• [WORK TO COMPLETE] Please return the material below word for word, starting with the line that contains "Query: street lamp post" and going on through the line that contains "(1181, 644)", with both of those lines included. Give back only those lines.

• [DATA PROVIDED]
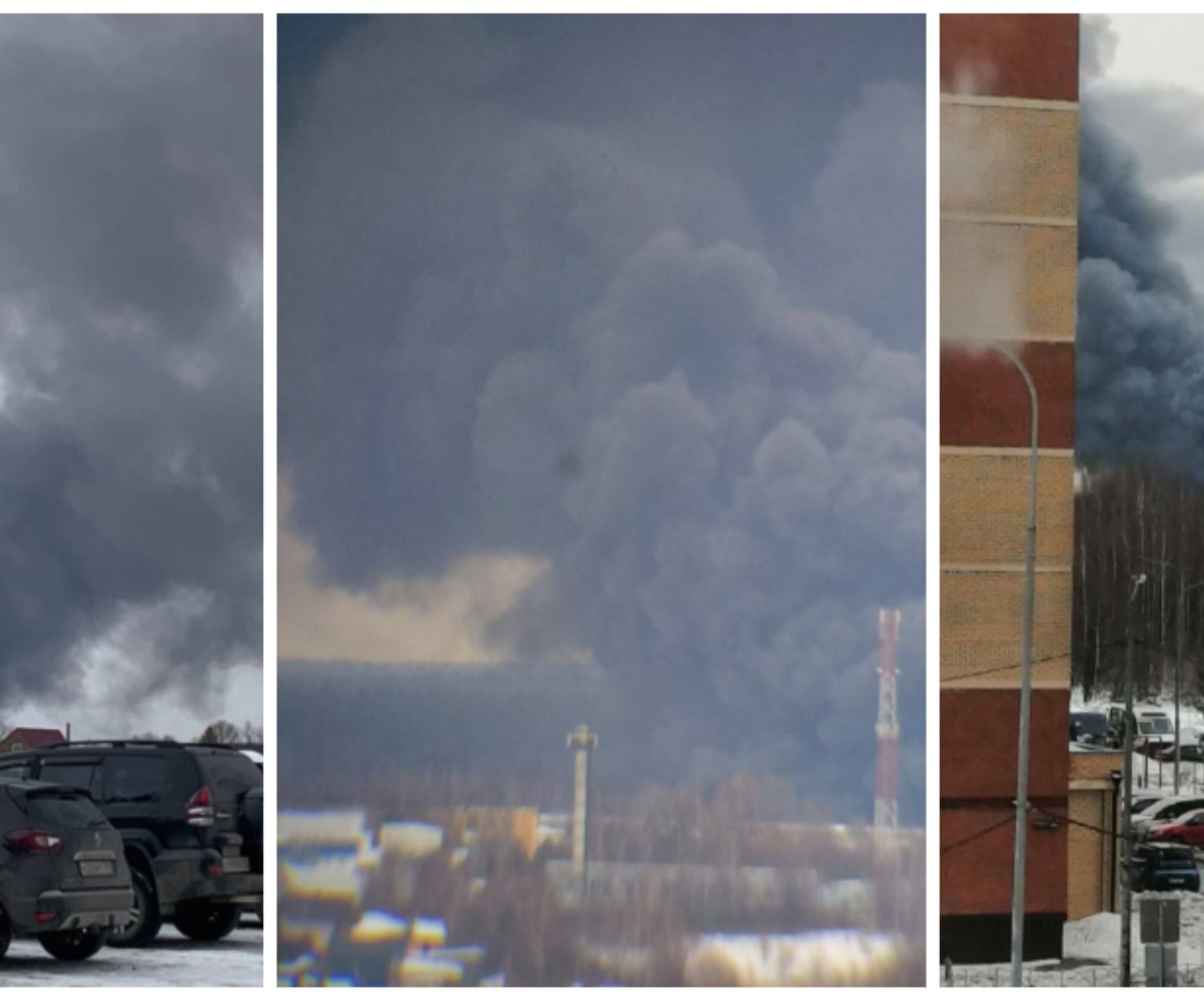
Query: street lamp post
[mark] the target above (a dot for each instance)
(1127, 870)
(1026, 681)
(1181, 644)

* * *

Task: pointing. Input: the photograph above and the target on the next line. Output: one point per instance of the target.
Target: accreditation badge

• [SOLUTION FOR THIS PROBLEM]
Query: street lamp post
[mark] the target above (a dot for each instance)
(1127, 870)
(1026, 681)
(1181, 644)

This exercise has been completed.